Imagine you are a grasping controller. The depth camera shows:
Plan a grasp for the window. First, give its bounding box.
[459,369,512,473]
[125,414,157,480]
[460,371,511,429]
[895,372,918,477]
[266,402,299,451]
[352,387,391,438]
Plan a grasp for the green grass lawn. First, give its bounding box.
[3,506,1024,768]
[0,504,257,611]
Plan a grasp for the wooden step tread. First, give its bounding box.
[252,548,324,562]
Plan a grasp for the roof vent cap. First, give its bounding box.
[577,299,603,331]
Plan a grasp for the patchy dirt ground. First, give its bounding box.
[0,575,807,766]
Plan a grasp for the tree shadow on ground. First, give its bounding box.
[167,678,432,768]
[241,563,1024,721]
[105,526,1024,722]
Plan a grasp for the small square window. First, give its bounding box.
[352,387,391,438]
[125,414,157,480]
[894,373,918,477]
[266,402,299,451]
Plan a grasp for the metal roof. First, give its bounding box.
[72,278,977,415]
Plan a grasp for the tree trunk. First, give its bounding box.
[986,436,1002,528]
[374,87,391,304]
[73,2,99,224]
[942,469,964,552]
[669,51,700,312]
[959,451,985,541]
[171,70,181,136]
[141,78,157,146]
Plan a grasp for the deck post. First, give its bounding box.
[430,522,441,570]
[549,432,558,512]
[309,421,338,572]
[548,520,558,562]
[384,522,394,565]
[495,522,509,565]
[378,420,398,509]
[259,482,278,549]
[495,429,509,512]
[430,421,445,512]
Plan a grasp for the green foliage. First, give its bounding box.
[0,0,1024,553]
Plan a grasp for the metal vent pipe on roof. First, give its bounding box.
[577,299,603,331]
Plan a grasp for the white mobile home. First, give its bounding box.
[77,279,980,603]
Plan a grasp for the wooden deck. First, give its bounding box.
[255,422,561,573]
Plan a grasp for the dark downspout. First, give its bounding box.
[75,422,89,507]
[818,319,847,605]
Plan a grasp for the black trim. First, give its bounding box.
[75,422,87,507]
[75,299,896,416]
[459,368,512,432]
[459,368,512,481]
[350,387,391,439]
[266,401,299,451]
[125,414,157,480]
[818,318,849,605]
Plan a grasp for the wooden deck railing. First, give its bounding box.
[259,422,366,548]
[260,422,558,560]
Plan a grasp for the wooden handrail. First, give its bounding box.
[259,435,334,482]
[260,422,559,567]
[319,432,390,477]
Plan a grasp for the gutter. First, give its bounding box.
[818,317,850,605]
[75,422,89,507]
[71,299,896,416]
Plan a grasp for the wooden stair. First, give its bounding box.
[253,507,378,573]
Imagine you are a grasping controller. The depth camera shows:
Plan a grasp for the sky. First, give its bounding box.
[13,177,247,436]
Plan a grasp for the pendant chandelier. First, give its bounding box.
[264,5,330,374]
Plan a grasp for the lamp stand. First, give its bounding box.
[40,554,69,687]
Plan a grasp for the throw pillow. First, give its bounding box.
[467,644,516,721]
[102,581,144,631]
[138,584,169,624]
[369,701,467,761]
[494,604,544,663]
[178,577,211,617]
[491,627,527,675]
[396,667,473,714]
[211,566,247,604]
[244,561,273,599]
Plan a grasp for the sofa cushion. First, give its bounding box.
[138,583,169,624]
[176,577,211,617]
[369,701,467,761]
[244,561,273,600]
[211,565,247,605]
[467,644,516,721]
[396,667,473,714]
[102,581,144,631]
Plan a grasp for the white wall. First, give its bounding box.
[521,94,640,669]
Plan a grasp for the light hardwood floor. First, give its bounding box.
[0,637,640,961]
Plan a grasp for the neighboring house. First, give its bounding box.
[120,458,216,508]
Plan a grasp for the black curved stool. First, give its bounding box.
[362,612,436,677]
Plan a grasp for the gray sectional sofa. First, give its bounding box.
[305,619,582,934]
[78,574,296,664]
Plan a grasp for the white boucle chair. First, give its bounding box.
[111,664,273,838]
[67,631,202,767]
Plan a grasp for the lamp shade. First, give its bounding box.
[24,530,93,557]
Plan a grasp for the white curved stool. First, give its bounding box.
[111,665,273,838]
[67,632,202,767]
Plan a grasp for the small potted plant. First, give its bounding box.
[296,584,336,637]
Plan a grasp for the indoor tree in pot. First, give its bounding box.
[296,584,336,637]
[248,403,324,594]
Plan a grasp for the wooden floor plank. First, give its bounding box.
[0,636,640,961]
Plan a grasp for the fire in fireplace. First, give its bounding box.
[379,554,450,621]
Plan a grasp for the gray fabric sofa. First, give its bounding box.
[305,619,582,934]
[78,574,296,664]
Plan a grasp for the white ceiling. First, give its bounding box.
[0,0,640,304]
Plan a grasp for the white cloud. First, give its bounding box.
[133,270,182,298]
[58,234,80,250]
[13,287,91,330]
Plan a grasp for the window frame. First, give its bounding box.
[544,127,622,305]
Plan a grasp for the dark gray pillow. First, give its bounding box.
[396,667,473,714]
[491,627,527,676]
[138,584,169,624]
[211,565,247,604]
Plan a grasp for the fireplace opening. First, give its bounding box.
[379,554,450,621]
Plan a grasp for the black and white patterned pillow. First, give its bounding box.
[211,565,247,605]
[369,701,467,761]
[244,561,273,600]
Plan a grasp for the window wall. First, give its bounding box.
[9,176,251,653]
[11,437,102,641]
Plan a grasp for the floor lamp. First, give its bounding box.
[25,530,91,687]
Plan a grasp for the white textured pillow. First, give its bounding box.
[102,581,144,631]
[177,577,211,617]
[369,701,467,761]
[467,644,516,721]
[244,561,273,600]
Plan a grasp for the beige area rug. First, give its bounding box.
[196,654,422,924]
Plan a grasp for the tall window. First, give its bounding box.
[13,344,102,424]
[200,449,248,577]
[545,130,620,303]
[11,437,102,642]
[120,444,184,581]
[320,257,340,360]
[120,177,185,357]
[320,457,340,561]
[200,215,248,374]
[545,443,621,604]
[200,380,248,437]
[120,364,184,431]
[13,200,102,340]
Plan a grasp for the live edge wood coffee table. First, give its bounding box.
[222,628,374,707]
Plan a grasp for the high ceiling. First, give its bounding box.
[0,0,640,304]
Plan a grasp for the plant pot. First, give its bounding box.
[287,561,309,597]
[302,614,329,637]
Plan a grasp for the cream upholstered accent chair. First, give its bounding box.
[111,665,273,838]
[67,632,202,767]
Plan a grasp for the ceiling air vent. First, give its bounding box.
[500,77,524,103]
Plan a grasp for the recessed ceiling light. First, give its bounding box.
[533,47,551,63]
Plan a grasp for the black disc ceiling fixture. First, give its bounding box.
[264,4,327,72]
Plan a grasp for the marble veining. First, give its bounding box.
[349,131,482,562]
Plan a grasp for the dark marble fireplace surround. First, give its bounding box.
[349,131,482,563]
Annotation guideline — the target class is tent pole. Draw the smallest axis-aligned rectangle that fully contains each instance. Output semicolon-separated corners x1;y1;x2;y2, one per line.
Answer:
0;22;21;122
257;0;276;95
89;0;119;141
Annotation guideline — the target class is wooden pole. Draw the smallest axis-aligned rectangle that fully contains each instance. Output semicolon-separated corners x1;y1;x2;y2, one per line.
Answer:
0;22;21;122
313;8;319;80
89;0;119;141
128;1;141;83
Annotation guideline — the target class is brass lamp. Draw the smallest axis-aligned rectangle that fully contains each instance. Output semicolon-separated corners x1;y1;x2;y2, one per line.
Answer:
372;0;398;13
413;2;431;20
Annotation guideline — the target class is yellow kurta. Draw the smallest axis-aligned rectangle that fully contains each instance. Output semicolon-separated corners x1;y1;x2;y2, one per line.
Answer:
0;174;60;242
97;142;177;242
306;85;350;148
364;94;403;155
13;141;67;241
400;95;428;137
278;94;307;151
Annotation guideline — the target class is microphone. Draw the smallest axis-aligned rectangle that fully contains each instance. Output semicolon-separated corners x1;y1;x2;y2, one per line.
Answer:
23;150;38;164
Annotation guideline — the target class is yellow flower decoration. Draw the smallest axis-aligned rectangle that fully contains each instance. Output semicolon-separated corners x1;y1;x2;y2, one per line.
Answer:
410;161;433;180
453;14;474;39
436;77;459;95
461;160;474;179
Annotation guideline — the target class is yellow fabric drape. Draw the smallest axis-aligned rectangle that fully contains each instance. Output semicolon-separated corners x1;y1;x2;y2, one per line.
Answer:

=== 任务目标 ===
逐字抄录记录中从含有“Plan a grasp for the green grass”的那一行起、到含有“[141,78,157,146]”的那一行止的所有行,首尾两行都包括在内。

=== 回复 ===
Plan a grasp for the green grass lawn. First, give its bounding box.
[3,506,1024,768]
[0,504,257,611]
Plan a grasp for the wooden step tread. First, give its bounding box.
[252,548,324,562]
Plan a grasp for the roof vent cap. First, give its bounding box.
[577,299,603,331]
Plan a grasp for the patchy dirt ground. First, give its bounding box.
[0,575,807,766]
Plan a grasp for the tree shadow on ground. First, give its bounding box.
[167,678,432,768]
[241,563,1024,721]
[105,526,1024,722]
Plan a grasp for the small square window. First, give its bounding box.
[352,387,391,438]
[125,414,157,480]
[894,373,918,477]
[266,402,299,451]
Plan a grasp for the metal roof. First, give its bounding box.
[72,278,977,415]
Plan a grasp for the tree trunk. First, give its bounding box.
[986,436,1002,528]
[374,87,391,304]
[73,2,99,224]
[942,469,964,552]
[669,51,700,312]
[959,451,985,541]
[171,70,181,136]
[141,78,157,146]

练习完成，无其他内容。